(Dataset records)

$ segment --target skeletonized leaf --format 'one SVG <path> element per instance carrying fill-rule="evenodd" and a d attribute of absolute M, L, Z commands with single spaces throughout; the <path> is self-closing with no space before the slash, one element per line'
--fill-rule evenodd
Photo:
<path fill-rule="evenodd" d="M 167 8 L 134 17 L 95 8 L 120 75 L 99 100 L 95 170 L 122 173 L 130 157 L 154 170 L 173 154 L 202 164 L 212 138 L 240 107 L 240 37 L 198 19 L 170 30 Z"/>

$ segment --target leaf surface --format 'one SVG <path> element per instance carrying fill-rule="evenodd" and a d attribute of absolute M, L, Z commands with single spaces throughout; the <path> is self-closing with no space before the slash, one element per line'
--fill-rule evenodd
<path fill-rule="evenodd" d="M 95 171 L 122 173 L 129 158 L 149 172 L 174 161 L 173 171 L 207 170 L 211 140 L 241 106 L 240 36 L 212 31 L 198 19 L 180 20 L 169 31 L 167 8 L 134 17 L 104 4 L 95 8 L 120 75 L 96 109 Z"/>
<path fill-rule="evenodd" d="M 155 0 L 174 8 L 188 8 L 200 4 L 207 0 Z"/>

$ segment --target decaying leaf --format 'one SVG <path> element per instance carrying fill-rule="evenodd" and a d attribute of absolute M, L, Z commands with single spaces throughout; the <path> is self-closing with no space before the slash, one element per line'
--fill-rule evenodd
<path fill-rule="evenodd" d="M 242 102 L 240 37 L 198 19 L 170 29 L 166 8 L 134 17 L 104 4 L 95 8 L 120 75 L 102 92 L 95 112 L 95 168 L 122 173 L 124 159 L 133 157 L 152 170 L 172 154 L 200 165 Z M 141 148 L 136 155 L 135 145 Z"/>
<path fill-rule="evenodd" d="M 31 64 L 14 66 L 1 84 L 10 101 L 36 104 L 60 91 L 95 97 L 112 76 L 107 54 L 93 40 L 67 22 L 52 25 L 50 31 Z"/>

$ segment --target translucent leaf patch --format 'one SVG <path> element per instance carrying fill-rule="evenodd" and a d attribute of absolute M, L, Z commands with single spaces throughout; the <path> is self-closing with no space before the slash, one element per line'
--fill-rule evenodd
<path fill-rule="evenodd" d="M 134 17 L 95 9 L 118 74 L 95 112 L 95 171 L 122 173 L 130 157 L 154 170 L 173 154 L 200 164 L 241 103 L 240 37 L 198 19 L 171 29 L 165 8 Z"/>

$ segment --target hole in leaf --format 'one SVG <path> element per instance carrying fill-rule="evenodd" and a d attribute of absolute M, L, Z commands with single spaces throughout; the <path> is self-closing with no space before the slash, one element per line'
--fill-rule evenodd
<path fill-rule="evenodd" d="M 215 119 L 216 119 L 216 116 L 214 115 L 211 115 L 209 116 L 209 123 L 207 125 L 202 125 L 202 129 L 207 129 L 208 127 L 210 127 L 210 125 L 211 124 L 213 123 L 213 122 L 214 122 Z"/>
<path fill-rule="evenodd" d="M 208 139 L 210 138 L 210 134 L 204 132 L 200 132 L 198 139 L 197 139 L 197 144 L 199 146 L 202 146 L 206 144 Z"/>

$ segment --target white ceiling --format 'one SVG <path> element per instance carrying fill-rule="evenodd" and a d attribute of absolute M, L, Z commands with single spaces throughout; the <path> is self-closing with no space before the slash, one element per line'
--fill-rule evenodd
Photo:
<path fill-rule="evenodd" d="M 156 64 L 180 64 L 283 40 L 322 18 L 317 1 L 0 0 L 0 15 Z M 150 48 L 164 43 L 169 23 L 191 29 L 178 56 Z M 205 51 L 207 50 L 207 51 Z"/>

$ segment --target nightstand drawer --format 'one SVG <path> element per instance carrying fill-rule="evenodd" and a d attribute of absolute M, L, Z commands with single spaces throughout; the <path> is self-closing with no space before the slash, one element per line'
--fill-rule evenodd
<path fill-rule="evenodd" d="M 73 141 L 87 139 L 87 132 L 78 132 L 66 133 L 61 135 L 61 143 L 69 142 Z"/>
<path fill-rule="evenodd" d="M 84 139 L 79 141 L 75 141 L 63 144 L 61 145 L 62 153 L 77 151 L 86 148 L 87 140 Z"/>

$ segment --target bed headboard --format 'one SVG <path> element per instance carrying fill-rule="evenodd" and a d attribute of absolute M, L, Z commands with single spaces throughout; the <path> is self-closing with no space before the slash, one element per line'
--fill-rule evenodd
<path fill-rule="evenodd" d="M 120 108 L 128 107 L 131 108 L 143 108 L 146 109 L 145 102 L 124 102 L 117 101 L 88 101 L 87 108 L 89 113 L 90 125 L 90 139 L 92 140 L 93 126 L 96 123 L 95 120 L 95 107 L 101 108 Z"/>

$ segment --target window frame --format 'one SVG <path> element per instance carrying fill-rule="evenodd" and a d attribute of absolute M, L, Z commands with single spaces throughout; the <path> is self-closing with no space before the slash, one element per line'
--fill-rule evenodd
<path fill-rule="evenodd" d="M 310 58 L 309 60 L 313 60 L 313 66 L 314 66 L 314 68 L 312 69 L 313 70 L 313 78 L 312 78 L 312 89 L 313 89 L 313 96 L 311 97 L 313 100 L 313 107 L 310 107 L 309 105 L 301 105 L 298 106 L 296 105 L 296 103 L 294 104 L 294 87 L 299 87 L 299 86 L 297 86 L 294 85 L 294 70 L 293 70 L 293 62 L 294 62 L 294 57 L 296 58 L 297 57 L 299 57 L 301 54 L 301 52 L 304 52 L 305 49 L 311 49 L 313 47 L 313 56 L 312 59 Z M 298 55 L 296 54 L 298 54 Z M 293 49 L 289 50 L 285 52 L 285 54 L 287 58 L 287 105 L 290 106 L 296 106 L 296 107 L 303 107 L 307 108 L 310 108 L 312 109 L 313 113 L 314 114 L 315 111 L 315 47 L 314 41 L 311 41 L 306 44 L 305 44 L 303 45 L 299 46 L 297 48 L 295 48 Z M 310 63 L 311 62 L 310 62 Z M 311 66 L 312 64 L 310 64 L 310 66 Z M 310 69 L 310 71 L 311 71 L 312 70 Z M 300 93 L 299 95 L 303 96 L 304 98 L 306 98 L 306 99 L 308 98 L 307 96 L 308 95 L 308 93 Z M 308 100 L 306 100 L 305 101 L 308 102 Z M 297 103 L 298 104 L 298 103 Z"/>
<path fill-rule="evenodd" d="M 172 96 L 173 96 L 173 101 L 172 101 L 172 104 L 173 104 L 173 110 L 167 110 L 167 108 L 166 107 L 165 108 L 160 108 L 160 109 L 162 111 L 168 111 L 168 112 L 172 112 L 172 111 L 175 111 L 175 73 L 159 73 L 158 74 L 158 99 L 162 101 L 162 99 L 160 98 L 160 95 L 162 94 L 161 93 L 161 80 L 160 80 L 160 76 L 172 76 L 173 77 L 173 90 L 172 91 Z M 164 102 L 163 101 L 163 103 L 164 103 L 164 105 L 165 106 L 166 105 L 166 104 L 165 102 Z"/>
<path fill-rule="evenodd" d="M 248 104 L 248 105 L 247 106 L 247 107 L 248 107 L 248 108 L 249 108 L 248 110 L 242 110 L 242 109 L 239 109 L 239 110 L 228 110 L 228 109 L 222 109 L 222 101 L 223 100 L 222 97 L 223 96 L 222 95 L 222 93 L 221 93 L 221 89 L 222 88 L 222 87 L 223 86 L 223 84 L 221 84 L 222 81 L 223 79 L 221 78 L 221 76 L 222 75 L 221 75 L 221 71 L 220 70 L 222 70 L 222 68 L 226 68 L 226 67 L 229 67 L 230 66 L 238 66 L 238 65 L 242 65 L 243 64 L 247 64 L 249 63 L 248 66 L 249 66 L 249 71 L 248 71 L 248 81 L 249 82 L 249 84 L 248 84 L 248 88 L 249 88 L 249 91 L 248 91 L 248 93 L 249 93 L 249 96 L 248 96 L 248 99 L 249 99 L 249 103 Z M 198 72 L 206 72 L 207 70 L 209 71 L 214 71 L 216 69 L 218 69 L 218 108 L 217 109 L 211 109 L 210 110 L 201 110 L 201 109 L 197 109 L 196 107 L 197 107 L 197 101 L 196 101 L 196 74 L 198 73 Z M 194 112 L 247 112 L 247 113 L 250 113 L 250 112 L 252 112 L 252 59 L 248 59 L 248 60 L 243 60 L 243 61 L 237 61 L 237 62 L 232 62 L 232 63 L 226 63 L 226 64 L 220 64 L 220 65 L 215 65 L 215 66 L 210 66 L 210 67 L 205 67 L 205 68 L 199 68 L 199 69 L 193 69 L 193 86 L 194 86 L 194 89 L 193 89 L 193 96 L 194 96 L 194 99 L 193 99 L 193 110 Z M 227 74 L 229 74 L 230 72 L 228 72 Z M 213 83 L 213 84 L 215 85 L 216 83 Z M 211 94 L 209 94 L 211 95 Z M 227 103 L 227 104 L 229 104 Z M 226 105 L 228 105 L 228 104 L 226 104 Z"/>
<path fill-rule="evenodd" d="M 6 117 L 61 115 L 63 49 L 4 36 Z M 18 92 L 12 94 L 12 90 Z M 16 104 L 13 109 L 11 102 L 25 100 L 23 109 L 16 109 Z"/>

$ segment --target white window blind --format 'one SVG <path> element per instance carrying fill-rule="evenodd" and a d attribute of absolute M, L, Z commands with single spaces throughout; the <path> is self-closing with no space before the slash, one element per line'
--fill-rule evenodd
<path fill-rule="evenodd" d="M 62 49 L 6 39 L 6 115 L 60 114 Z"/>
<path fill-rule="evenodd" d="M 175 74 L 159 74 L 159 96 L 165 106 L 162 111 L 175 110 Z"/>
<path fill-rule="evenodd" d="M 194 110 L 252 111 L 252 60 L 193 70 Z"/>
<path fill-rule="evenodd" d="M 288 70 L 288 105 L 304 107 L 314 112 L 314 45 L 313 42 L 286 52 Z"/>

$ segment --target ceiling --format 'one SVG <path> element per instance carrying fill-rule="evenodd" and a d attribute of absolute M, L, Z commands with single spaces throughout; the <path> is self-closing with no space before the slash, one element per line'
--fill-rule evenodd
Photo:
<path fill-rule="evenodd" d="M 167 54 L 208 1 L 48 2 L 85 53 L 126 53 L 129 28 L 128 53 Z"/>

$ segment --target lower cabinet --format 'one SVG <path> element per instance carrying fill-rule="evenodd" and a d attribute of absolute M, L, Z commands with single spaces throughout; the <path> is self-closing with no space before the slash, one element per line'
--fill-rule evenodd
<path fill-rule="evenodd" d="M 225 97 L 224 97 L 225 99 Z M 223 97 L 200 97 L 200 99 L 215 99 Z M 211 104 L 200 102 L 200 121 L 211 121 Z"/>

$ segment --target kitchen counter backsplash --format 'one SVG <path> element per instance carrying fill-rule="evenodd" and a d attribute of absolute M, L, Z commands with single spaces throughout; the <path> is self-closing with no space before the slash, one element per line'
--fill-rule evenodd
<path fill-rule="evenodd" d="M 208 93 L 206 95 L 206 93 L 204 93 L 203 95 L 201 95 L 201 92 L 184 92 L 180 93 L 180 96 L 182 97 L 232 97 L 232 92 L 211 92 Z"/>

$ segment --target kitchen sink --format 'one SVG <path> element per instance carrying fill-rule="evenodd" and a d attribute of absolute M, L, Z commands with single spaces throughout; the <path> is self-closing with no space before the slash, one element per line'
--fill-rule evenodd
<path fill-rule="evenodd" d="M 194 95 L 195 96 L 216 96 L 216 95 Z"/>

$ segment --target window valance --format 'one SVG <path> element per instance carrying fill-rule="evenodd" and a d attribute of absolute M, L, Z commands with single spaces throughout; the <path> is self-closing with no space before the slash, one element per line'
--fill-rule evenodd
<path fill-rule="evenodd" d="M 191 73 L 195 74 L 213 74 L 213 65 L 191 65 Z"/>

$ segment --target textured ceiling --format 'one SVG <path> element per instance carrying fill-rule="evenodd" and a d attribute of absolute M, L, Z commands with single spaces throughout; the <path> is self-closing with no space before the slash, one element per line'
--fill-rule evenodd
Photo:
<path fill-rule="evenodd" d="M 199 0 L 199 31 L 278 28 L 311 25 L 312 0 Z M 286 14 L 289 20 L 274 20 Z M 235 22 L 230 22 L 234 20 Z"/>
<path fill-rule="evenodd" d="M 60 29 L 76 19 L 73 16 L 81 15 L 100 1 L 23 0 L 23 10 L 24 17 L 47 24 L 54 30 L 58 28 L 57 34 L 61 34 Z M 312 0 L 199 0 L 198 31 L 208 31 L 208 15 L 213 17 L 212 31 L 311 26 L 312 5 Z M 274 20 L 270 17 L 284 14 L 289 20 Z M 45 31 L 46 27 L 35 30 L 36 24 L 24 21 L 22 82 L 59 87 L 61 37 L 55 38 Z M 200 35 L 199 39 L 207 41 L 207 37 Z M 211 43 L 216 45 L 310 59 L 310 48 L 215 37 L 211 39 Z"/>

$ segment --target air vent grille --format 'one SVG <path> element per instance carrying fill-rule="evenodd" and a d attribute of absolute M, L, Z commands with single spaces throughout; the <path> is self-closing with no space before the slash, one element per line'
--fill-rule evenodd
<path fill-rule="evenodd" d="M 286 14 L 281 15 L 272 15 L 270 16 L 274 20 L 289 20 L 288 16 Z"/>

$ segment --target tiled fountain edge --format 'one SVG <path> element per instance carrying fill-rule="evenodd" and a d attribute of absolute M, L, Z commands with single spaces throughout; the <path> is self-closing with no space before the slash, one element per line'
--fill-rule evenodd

> _Instruction_: Reproduce the lines of the records from the line with "segment --target air" to the line with "286 14 L 281", with both of those lines included.

> _Answer in full_:
$ segment --target air vent grille --format 'one SVG <path> element per instance carrying fill-rule="evenodd" and a d attribute of absolute M, L, Z commands with single spaces throughout; the <path> is self-closing with no space before the slash, one element per line'
--fill-rule evenodd
<path fill-rule="evenodd" d="M 286 14 L 281 15 L 272 15 L 270 16 L 274 20 L 289 20 L 288 16 Z"/>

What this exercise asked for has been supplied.